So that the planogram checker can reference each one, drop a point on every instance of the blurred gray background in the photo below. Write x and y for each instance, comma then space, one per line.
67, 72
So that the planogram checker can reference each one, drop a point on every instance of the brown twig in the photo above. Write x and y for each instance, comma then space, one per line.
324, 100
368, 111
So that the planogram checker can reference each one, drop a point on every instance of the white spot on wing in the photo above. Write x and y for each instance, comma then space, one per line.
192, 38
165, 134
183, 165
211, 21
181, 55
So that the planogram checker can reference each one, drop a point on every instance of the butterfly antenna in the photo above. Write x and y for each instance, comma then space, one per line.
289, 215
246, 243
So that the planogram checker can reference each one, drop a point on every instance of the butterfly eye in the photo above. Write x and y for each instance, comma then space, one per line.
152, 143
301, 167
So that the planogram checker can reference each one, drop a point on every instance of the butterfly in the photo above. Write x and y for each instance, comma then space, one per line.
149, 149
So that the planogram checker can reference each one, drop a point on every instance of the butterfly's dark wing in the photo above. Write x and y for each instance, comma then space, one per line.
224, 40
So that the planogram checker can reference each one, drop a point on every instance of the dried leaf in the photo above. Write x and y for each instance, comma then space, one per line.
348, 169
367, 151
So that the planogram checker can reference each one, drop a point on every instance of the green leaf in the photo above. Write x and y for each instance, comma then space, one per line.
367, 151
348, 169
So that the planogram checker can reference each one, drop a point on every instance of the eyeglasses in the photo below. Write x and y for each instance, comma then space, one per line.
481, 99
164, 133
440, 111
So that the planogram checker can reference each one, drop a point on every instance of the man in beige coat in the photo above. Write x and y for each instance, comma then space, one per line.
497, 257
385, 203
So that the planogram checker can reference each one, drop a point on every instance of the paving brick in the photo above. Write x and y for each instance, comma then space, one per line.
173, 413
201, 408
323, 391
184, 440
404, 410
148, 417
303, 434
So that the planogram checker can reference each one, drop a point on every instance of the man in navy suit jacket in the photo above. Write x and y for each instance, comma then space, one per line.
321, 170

TASK GOAL:
Copy every one of the lines above word for word, keeping them in the same order.

SOLUTION FOR THIS EXERCISE:
So that the planogram checker can reference each one, drop a point on every instance of the blurred gray background in the photo below. Write x and y for each instance, comma then space, one per line.
67, 72
So that the planogram checker can reference each one, drop a point on every instance of the brown twig in the photo above. Write x and y for each instance, comma then space, one per line.
324, 100
368, 111
So that the planogram checker can reference each one, drop a point on every instance of the white spot on wing in the photo above. Write x and y for each instance, comma then space, one per line.
192, 38
165, 134
183, 165
211, 21
181, 55
So that the planogram checker can reference each one, drop a point on every instance of the butterfly antenna in the photo above. Write x and y for each instance, comma then space, one per line.
289, 215
246, 243
So that the planogram checker can reference each one, drop a point on every instance of the butterfly eye in the photo above. Write x and y for each instance, comma then space, one per line.
152, 143
301, 167
So that the planogram checker can reference each one, drop a point on every instance of the butterfly in the photo above. Write x and y for each instance, comma then space, one per line.
149, 149
So that the planogram checker can reference each one, drop a point on every instance of the butterfly's dark wing in the photo above. Write x and y for each instance, comma then space, one per line.
224, 40
So that the planogram checker can reference each one, drop a point on every instance of the dried leaf in the photo above. Write x and y for each instance, comma then space, one per line.
348, 169
367, 151
So that the planogram checker can reference each one, drop a point on every instance of the green leaf in the photo above. Write x and y for each instance, comma then space, one per line.
367, 151
348, 169
So that the planogram checker can reference each one, drop a point on every instance of the eyeglasses in the photo below. Write x and y for each instance, comma then space, one per line.
481, 99
164, 133
440, 111
So that the planogram checker can reference each one, drop a point on every instance of the man in beige coat in the photo above. Write x and y for each instance, comma then space, one per line.
497, 257
385, 203
So that the planogram checker can reference each one, drop a point on every instance of the paving brick in the photo above. Write x and y for each instance, comma then space, one per line.
173, 413
201, 408
323, 391
184, 440
404, 410
148, 417
303, 434
So that the planogram checker can reference each one, drop a point on every instance of the man in navy suit jacket in the photo above. Write x and y for each instance, comma then space, one per line.
321, 170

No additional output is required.